=== WHAT YOU NEED TO DO ===
Print each of the following records again without any change, omitting the pictures.

=== Image region labeling records ===
__________________________________________________

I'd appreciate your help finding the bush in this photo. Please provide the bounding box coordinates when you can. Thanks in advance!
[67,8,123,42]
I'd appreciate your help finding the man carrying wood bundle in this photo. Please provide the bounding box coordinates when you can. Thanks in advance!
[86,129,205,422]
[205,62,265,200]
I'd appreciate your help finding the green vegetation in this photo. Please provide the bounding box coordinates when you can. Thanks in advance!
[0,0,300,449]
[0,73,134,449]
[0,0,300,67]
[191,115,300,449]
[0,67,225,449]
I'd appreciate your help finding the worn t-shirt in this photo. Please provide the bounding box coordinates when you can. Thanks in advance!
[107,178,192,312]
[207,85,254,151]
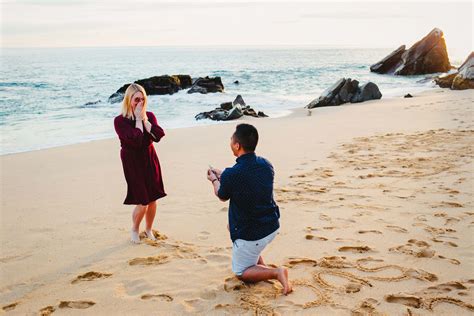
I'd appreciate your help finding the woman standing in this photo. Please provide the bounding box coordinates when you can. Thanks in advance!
[114,83,166,243]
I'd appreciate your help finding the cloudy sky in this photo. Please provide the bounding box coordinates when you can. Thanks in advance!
[0,0,473,56]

__________________________________________________

=== ANSWER ===
I'd appreciate your help finding the bush in this photo. Please provide the bounding box coordinates when you can. Thanks in advance!
[67,8,123,42]
I'd appreciate your help finding the man carrying wood bundle in this photo. Please provide the bounding box coordinates when you can. Thanks in advance!
[86,129,205,422]
[205,62,265,200]
I'd appreciate your help finding the green vegetation in this photo. Please provide the bounding box coordinates when you can. Thanks in advance!
[0,0,300,449]
[0,73,134,449]
[0,0,300,67]
[191,115,300,449]
[0,67,225,449]
I'd appreciate your help finding the worn t-shirt in this photo. Please provide the bounding box coordinates when you can. Thanks in advance!
[107,178,192,312]
[207,85,254,151]
I'd appreciate your help finding the woman standing in this photo. Please provide the bounding box coordinates when you can. Thanks in advance!
[114,83,166,243]
I'd appreciate your help finding the cloudy sky in this photo. Please provide the bounding box coordinates when you can. Thanks in advance!
[0,0,473,56]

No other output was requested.